● **Document excerpt**
□ □ □

Hendrik Witbooi’s Bible

Restitution and the responsibility of addressing Europe's colonial legacy - in this case Namibia - via artifacts left behind.

Hendrik Witbooi with his son Isaac and German officers. Image via Wikimedia Commons.

Germany boasts some of the finest museums in the world, including an array of ethnographic ones. In former times, these were deemed to cater to the curiosity of the German public to glimpse something of the lives of ostensibly “primitive” peoples, as well as to showcase the successes of German colonialism and the work of Christian missions operating from the country. Those peoples were presented as colorful representatives of the stages of humanity that German viewers felt they had long left behind. Satisfying curiosity was thus linked with the bolstering of feelings of superiority.

□ □ □

● **Provided material**

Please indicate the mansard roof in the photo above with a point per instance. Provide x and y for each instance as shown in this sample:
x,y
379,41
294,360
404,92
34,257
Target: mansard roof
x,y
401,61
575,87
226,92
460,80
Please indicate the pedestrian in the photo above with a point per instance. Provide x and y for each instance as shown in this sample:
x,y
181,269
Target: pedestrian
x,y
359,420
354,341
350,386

□ □ □

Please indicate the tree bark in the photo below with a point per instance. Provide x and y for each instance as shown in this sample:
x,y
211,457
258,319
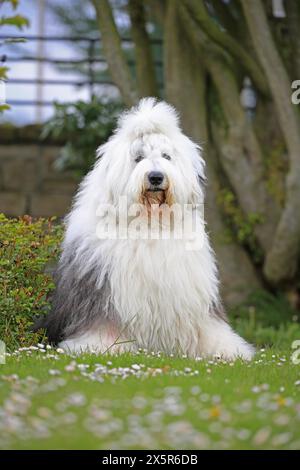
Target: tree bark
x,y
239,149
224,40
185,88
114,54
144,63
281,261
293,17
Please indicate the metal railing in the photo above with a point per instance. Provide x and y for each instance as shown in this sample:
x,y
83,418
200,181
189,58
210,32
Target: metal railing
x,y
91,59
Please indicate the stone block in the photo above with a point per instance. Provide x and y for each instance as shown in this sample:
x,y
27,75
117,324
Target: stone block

□ □ □

● **Requirement 1**
In the excerpt on Hendrik Witbooi's Bible, what did German ethnographic museums showcase in former times besides offering a glimpse of the lives of supposedly "primitive" peoples?
● **Requirement 2**
Summarize the excerpt on Hendrik Witbooi's Bible in two sentences.

● **Response 1**
The successes of German colonialism and the work of Christian missions operating from Germany.

● **Response 2**
The piece concerns restitution and the responsibility of addressing Europe's colonial legacy in Namibia through artifacts left behind. It notes that Germany's ethnographic museums once fed public curiosity about supposedly "primitive" peoples, presented them as earlier stages of humanity, and showcased German colonialism and missions, which bolstered feelings of superiority.